### Task list
**1.** List every percentage figure given in the passage on water resources in arid northwest China.
**2.** Continue the passage on water resources in arid northwest China, beginning after its final sentence.
** start of Selected text **
The arid zone of northwest China is located in the mid-latitude area of Eurasia Hinterland. It is the most developed mountain system in Central Asia. Its Rivers which originate in its mountainous areas are formed mainly from glaciers, snowmelts, and precipitation. Global warming has intensified the water cycle making climate change in this particular region complex and volatile, Specifically, the changes in air temperatures and precipitation have significantly impacted surface water resources
The convergence of the rivers in the arid region of northwest China supply the surface water resources to areas such as Sichuan and the Zhongshan forest zone. Usually, the water resources maintain a fragile balance by relying on the unique, natural water cycle. However, due to the impact of global warming the water system’s vulnerability has increased.
global warming has increased the hydrological fluctuation and uncertainty of the water resources in the inland river basin . (1) There is in fact, a “mutation type change” increase in runoff. Rivers with large amounts of glacier melt-water recharge such as the Kaidu in southern Xinjiang, generally experiences a primary runoff increase which began around 1994. Comparing annual increases of water levels, elevations in the Kaidu river basin in southern Xinjiang are higher by 26.5% than that from 1960 to 1993 (2) Years of analyses reveal that snow and glacial-melting contribute to rising water levels in large rivers during the ice and snow melt periods. Rising water levels in the Tarim river basin for example, show an increase of 46.5% in 1991 to 2006 from 41.5% in 1961-1990 . Changes in runoff intensified.
** end of Selected text **
** start of Extracted material **
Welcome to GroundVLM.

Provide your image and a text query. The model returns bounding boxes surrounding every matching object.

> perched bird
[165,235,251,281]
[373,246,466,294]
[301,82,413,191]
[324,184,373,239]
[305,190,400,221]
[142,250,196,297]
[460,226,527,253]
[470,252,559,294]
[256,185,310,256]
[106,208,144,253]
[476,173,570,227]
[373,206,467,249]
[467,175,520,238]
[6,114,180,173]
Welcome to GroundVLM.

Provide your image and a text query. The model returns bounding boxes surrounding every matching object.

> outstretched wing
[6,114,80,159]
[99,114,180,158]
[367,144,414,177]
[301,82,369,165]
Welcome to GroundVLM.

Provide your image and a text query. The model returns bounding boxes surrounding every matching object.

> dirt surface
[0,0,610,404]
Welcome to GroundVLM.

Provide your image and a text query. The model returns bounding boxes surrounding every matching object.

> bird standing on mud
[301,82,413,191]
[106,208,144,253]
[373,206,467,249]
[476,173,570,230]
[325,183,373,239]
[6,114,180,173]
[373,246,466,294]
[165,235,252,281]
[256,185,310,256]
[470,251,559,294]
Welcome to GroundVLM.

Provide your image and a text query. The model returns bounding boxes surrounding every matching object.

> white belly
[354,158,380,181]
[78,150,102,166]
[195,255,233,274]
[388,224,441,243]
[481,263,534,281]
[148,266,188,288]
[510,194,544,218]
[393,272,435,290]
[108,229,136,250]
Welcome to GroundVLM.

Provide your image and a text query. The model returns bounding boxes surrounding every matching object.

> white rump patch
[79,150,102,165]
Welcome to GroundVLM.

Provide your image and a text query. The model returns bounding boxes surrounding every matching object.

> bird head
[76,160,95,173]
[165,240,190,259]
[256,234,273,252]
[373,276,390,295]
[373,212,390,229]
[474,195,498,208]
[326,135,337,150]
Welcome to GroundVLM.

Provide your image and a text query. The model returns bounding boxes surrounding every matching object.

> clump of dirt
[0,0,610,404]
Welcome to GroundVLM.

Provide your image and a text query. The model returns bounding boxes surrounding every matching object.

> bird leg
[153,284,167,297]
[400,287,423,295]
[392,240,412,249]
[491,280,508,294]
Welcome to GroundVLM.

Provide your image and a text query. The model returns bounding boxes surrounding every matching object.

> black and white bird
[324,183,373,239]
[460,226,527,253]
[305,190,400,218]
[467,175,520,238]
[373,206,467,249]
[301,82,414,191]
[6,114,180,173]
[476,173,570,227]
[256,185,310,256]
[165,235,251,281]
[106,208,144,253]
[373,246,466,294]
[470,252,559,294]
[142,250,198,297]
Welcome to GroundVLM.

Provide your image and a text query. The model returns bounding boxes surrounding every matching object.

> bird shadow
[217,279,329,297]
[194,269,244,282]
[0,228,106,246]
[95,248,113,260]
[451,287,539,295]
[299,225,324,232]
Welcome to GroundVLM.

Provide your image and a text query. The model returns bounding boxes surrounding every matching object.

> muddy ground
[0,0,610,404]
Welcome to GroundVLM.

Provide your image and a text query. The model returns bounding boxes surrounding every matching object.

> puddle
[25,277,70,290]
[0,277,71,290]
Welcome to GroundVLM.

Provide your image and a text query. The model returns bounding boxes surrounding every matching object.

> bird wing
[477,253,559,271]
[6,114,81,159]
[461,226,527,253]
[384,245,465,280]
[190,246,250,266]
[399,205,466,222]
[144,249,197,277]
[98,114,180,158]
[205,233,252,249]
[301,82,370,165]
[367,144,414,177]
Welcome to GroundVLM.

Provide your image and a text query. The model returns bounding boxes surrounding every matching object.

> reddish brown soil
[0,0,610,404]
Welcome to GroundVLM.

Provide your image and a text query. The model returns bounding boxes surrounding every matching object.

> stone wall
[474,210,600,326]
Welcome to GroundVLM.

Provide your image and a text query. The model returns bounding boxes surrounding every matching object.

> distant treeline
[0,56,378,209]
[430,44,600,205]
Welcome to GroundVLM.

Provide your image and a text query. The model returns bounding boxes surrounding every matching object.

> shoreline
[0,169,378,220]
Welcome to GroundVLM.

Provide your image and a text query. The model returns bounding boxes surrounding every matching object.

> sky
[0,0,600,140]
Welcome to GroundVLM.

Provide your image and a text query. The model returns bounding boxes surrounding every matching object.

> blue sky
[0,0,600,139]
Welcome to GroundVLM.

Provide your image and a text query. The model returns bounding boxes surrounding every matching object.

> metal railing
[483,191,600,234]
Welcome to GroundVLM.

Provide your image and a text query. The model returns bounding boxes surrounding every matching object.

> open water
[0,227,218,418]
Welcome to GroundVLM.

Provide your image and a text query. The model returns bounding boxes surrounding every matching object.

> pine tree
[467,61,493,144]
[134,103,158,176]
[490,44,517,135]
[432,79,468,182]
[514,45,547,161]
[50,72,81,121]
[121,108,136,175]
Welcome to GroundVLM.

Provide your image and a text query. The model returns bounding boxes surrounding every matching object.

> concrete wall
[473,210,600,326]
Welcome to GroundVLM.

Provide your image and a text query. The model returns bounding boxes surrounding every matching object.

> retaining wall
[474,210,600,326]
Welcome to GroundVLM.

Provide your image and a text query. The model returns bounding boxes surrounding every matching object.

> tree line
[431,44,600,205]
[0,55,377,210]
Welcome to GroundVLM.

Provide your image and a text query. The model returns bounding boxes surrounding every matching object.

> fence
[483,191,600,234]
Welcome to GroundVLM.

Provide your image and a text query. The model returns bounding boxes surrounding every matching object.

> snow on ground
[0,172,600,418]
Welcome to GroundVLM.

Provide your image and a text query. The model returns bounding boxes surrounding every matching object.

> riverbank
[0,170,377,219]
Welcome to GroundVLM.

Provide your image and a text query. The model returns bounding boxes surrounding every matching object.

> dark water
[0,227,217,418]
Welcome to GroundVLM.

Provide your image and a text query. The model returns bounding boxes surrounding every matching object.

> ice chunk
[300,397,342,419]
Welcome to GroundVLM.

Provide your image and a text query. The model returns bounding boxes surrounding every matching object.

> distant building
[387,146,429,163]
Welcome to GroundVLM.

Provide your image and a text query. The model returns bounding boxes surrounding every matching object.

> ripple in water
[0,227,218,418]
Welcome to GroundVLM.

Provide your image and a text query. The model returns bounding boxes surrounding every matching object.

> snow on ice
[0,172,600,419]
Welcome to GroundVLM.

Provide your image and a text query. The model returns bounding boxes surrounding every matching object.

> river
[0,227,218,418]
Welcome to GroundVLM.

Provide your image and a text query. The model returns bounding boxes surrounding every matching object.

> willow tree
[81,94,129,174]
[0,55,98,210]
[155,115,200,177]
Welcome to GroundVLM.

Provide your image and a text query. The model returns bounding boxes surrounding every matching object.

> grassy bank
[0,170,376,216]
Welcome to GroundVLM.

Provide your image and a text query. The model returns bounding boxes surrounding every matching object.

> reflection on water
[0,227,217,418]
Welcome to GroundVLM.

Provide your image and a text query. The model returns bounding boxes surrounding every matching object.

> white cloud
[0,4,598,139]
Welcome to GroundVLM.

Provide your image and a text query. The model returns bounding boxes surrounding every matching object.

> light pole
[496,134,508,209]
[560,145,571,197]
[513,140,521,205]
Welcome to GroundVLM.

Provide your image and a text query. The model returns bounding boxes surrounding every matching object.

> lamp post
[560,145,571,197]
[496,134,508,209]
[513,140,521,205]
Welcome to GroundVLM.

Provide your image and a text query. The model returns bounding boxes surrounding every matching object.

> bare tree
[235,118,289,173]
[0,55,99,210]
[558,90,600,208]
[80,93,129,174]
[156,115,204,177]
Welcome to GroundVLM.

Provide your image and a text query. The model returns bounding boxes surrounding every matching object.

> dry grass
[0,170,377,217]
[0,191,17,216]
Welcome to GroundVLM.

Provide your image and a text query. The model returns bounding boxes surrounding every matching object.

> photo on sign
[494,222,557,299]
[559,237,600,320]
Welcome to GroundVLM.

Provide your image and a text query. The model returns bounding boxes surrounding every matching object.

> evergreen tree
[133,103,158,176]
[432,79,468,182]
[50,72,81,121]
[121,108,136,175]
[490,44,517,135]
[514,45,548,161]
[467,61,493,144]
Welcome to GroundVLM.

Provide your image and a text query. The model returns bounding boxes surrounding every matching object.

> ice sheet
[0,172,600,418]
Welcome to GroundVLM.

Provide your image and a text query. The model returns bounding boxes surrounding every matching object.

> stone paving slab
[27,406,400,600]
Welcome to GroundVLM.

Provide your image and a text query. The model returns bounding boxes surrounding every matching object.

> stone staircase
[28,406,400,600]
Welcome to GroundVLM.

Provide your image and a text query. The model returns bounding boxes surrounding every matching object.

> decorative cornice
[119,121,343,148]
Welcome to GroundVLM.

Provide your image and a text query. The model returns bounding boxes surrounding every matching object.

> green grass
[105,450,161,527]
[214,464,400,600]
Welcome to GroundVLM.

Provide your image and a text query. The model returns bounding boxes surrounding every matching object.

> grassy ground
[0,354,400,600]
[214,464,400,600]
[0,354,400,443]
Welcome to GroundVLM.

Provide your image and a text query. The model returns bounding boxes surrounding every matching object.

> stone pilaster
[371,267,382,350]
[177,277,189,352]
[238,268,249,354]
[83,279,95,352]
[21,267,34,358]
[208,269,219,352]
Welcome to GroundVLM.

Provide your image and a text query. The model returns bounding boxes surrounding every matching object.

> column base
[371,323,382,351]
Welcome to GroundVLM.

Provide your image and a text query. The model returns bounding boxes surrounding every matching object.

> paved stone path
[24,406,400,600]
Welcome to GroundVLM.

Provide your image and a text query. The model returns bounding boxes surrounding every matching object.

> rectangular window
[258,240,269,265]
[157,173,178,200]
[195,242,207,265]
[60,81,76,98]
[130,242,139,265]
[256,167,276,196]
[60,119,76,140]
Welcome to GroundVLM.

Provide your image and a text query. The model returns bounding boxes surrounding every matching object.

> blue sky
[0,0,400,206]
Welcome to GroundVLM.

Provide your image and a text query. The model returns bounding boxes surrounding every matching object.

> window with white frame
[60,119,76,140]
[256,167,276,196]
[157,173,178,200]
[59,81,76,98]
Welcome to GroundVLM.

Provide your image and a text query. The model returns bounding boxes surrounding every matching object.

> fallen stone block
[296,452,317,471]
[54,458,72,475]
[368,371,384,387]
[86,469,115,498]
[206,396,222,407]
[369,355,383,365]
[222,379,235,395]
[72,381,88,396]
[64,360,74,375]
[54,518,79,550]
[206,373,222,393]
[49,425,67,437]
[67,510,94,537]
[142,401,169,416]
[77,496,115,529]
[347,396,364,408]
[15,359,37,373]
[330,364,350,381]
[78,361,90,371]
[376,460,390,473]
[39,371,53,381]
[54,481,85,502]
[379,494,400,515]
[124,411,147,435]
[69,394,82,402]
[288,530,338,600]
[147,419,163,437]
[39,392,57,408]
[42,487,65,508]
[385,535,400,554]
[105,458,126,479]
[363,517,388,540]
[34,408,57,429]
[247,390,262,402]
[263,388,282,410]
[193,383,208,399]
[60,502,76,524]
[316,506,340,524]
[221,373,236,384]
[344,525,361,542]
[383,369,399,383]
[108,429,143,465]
** end of Extracted material **
### Responses per task
**1.** 26.5%, 46.5%, 41.5%

**2.**
Climate change in the continental river basin has exacerbated the fluctuations of hydrological and water resources. The uncertainty in the arid northwest areas proves that every stage of the water cycle is significantly influenced by the patterns of epicontinental climate changes. Water resources constitute a complex runoff and water elasticity is greatly impacted. Additionally, precipitation extremes and temperature changes caused by climate change will significantly alter the ecological and hydrological processes in arid areas. The effects of climate change on water circulation in the mountainous areas have intensified the instability of the water system.
China’s desert expansion has been a serious issue for half a century. Desert regions have grown by more than 285,000 square miles. The rate of the rise in temperatures in the northwest arid region is as high as 0.34oC /10a, which is significantly higher than the global average of (0.12oC /10a). Records indicate a sharp rise in temperatures in the late 1980s: compared to the period 1960-1986, the annual average amplitude and increases in temperature show a “mutation type” increase of 0.517oC every 10 years. As for increases in precipitation extremes, the average annual increase rate is 9.7mm/10a.
Due to global warming, the water resource system in the northwest region of China which gets its supply from the mountains, precipitation, and snowmelts is more fragile. Human activities are strongly changing the natural water circulation process of the basin. As for the changes in water resources caused by global warming: water resources are the key factors restricting the social and economic development, and affecting the ecological security in the region. It is necessary to actively cope with and adapt to the possible impacts of future climate change, especially on water resources.
 IPCC. Working Group I Contribution to the IPCC Fifth Assessment Report, Climate Change 2013: The Physical Science Basis: Summary for Policymakers.
 Chen Y N, Deng H J, Li B F et al. Abrupt change of temperature and precipitation extremes in the arid region of Northwest China. Quaternary International, 2014, 336: 35-43.
 Chen Yaning, Du Qiang, Chen Yuebin et al. Sustainable Water Resources Utilization in Bosten Lake Basin. Beijing:Science Press, 2013: 45-74.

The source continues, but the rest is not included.